> _Check your understanding_
1. Could you update the passage on how two people meet, between "More specifically, what" and "with each other?", inclusive, replacing "strangers" with "acquaintances"?
2. Can you continue the essay on how two people meet, picking up right after its last line?
═══ Reading text ═══
More specifically, what happens in that transition between "strangers" and "lovers"? When two people first make eye contact, and, unbeknownst to them, lay their eyes upon the person that they would someday marry? When do two people become two independent souls in a world full of people, only to somehow end up absolutely intertwined with each other?
It's a strange feeling for me to have questions like these. Primarily, it’s because I feel so oddly detached from my own daydreams. As a single woman (albeit, as you may have read, a single woman with a more complex love life than she'd like), you’d think I would take these questions more personally. All things considered, maybe I should feel a little more lovesick about this. I’ll admit -- at times, I can feel quite lovesick. Yet, not about this. When my emotions reign free, it’s typically unrelated to this perplexing question. How do two people meet each other? When it comes to this, a larger part of me wonders about it in the same way that a scientist wonders about the mysterious role of ORMDL-3 in asthma pathology. Part of me wonders in the same way a bioengineer wonders about the single-cell behavior of transfused blood cells versus host blood cells.
How do two people meet each other?
I have been wondering about this ever since I was asked that million-dollar question out in Georgia, almost a lifetime ago. Out of everything that we said during our heavy-hearted conversation, I’m surprised by which sentence ultimately stuck with me the most:
“You really don’t think you’ll meet someone else?”
═══ Data under study ═══
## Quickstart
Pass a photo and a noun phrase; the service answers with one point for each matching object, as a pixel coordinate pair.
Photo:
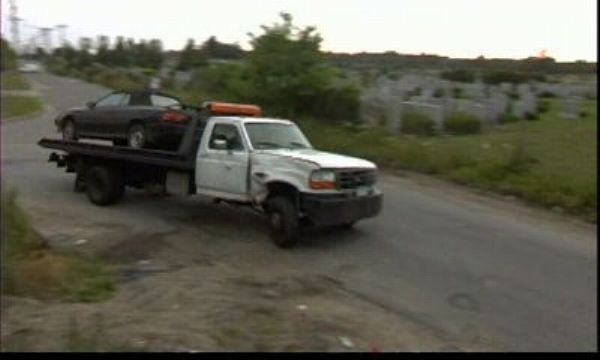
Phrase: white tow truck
(247, 159)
═══
> _Answers to the problems_
1.
More specifically, what happens in that transition between "acquaintances" and "lovers"? When two people first make eye contact, and, unbeknownst to them, lay their eyes upon the person that they would someday marry? When do two people become two independent souls in a world full of people, only to somehow end up absolutely intertwined with each other?

2.
We were sitting on his bed in Georgia, and we had just talked about dating other people – he gingerly tiptoed around his great ambition to “have fun,” while I tried to convey that, in contrast, I’m personally not interested in dating around. I’m at that point in my life where I feel like I’m done playing games, so I’m not spending my time actively seeking someone else to be involved with; I can be fully content on my own, so my current priorities involve finding neither a husband nor a piece of ass. After all, I was with him because I liked him, not just because I wanted to be with someone. (Edit: Reading this post over, I think it's worth apologizing that my wording sounds like absurdly self-righteous, victimizing logic. I'm still deciding if it was just my wording that's absurd.)
“It may be hard to believe at times,” I laughed, bittersweetly, “but I am, inherently, a good girl.”
He took my explanation as a lack of personal belief that I’ll ever find someone else. A reasonable misinterpretation, but it resulted in a curious question. The simple, sincere inquiry of, “You really don’t think you’ll meet someone else?”
I can half-shyly admit that the concept is not at all foreign to me. You meet someone, you flirt, and you hit it off from there. When that's over, you move on. Easy peasy. During my Crazy Extroverted Girl phase, I practically had it down to a science. Yet, that singular question completely transformed “dating” for me into something strange and bizarre.
For starters: if I were to gamble on the claim, “Someday, I will date someone,” or even on the statement, “Someday, I will marry someone,” it is actually quite safe to go all-in on either of these bets. Looking everywhere and seeing little children all around, seeing people holding hands, seeing wedding rings on fingers – it’s actually enough to extrapolate that at some point (when armed with at least good hygiene and some degree of gung-ho steadfastness), it is entirely feasible that everyone can find someone else to call their own. Moreover, it is completely reasonable to suppose that someday, one of these people will be me.
Yet, it’s that exact scenario that strikes me as incredibly strange. When people believe they’re going to meet “The One,” is it a case of faith, or is it a case of treating love as a slot machine? Is it belief in Cupid, or is it belief that the ball will land on red in a game of roulette?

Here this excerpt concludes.